Written instruction A:
Please copy the writing update word for word, starting with "Not just because" and going on through "for two reasons.".
Written instruction B:
According to the writing update, when does the writer's chaotic period come?

------ Text

Tuesday, December 13, 2016

The Holiday Season (Personal Update and Upcoming Shenanigans)

Image description: Writer looking...absolutely totes adorbs.
Really Rough Draft  

Raw unfettered shit- 60, 203 (Last update 68,508) [Just this update- 8305]     

Slightly polished turd- 34, 809 (Last week 34,809)  [Just this week- 0] 

*Reminder slightly polished turd is usually soft revision I've done to help jump start me into the next day's writing. It's no where close to a second draft, but it's a bit more polished than my raw copy. But a blank page is a hard start.

I really wanted to not post my numbers today. Especially since that's two weeks worth of writing. I mean I really, really wanted to just skip it for a few weeks and then when I had punched out some good writing sessions, suddenly say "Oh yeah. It's totally been a while. My bad!" Then with the big days to even out the bad, it would look kind of like a crappy average, but acceptable progress.

But accountability is accountability. This is how the sausage gets made. And this is the season where everything upends.

So that shall be my lesson for the week (cue the twangy mouth harp music):

First of all, when you hit those really shitty periods of uber-busy–and you will because you're human and have to live in the real world with holidays, day jobs, and bills to pay and we can't all be fucking Stephen King with his four to six hours a day (even if you manage to strip your life bare of social life, a job that affords you luxuries like "a studio apartment," and some semblance of work/life balance)–it's more important than ever to keep pounding out a few words whenever you can. Grab what time is left and wring every last syllabic drop out of it. For me that chaotic period is the end always at of the semester and the holidays (and I always get sick at the end of the semester too), and nothing hits quite as hard as the two weeks or so before Christmas when I'm taking the one-two punch from both of those things.

Not just because you've got a bunch of Kickstarter backers wondering what the hell you're doing with their money (or maybe that's just me) but for two reasons.

Number one, those words add up faster than you think. One of the reasons I'm so ambivalent about NaNoWriMo is that it sells this narrative that you sit down and just SPLAT out a book. That's not how it works. That's NEVER how it works. You don't work at the 1776 words a day. Your book comes out of you in fits and starts. Sometimes you struggle with three paragraphs. Sometimes you write for six hours and realize you have to erase every word of it. And sometimes you zone out and find yourself coming out a sweat drenched haze hours later with your heart pounding and your eyes burning and your knuckles sore but there's 20 new pages you can barely remember having written–and it's good shit too.

------------
------ Entries shown

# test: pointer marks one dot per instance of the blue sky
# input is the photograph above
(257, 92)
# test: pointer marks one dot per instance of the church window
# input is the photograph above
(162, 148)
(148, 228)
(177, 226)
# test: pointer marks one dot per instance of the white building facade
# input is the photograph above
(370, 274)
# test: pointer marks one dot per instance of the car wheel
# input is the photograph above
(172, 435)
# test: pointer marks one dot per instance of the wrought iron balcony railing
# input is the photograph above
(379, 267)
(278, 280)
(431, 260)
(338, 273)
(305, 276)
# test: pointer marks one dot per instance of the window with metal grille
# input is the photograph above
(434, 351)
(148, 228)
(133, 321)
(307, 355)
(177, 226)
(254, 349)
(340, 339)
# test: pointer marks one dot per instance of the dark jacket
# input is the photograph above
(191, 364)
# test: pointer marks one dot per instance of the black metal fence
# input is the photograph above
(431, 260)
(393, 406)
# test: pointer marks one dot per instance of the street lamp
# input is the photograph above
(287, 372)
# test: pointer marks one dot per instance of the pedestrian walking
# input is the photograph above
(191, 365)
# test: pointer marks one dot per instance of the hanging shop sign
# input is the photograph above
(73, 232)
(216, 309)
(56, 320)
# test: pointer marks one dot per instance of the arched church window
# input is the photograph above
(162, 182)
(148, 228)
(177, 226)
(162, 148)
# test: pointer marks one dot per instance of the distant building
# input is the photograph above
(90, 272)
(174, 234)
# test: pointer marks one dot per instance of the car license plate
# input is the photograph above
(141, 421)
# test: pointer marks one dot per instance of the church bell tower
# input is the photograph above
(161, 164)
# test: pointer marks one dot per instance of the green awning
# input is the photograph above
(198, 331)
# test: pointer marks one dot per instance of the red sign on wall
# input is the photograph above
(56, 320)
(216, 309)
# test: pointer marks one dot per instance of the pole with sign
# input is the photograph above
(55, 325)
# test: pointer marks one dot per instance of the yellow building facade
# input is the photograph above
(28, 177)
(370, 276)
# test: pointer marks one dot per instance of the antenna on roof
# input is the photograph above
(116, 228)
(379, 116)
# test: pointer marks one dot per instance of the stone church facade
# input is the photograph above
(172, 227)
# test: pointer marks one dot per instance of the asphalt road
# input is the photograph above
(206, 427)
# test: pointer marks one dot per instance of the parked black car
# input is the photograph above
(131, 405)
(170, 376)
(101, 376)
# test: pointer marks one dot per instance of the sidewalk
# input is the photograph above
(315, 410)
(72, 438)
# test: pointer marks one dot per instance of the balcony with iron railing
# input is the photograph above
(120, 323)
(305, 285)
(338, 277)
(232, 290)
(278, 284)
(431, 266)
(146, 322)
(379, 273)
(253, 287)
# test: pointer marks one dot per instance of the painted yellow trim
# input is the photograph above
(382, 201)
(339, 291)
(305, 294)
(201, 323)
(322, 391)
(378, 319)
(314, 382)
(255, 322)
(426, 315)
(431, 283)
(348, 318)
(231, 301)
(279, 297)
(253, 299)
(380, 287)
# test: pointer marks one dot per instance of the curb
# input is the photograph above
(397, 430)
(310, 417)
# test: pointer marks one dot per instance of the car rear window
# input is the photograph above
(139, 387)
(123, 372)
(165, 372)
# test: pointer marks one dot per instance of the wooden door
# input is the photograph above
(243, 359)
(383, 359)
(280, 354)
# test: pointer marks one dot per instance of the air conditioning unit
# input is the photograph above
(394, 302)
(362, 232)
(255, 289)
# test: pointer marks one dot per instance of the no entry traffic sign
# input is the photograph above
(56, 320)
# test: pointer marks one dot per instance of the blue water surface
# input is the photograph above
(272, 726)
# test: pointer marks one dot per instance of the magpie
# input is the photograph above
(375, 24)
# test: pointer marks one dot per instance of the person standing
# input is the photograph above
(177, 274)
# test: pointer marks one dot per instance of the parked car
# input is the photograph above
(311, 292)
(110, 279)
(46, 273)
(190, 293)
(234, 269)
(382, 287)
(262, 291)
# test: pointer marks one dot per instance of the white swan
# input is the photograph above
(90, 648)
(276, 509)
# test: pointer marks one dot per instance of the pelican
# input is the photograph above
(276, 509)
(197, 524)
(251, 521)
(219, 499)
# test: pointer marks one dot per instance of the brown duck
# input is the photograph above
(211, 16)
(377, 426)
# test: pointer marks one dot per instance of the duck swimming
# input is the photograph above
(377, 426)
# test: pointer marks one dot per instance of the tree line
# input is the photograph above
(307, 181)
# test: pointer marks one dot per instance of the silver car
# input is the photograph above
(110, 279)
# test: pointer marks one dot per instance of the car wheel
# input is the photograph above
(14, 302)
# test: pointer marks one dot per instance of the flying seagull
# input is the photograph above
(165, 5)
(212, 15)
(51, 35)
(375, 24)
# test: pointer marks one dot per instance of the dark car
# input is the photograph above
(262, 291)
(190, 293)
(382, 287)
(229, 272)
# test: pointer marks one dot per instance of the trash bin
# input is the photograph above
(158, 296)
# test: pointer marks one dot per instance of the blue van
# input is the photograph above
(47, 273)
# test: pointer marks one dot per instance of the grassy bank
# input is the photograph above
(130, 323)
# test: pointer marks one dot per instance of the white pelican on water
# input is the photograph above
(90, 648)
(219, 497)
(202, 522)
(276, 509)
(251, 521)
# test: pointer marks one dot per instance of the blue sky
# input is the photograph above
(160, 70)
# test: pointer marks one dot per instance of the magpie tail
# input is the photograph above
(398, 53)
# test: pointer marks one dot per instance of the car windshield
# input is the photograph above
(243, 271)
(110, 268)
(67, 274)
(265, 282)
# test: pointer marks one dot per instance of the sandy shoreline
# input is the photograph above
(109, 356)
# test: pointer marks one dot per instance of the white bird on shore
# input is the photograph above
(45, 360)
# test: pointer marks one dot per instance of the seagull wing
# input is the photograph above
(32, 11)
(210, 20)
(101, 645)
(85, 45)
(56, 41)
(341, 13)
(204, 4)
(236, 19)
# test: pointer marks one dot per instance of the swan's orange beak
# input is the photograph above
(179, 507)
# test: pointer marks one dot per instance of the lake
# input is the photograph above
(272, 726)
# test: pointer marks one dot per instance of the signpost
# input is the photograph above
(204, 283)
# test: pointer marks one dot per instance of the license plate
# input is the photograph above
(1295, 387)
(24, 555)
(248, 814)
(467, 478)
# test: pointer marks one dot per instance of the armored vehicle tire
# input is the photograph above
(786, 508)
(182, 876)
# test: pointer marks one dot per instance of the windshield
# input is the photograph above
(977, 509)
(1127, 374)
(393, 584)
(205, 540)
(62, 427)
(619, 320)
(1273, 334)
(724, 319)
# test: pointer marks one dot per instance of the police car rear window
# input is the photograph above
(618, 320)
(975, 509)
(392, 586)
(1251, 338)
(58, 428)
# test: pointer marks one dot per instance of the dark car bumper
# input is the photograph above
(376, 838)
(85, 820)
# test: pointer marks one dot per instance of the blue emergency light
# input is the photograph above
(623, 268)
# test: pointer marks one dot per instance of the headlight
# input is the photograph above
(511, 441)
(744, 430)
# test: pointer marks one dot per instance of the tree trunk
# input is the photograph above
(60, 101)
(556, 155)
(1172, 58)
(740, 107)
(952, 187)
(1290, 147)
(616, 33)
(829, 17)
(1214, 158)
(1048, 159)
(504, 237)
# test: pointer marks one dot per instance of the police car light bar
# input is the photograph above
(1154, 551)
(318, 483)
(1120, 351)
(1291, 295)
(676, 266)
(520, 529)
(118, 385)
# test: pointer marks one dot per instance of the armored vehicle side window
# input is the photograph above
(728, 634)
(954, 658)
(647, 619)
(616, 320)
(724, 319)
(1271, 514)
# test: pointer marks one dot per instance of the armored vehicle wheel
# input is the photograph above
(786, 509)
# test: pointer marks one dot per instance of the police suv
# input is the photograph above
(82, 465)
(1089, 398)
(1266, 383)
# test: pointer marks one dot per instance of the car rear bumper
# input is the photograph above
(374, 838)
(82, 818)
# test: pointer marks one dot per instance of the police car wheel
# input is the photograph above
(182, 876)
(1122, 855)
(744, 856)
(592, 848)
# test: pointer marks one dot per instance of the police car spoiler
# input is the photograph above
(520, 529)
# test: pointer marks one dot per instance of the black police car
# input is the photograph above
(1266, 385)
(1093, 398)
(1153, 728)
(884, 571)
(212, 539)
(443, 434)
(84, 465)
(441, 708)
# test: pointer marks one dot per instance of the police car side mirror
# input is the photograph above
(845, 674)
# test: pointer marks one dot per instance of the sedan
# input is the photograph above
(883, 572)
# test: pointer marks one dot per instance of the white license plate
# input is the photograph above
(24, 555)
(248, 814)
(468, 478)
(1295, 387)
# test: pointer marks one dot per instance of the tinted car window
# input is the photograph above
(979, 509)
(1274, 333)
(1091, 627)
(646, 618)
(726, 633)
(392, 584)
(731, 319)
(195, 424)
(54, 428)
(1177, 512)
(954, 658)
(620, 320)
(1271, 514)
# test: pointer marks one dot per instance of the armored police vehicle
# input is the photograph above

------------

Finished answer A:
Not just because you've got a bunch of Kickstarter backers wondering what the hell you're doing with their money (or maybe that's just me) but for two reasons.

Finished answer B:
At the end of the semester and during the holidays.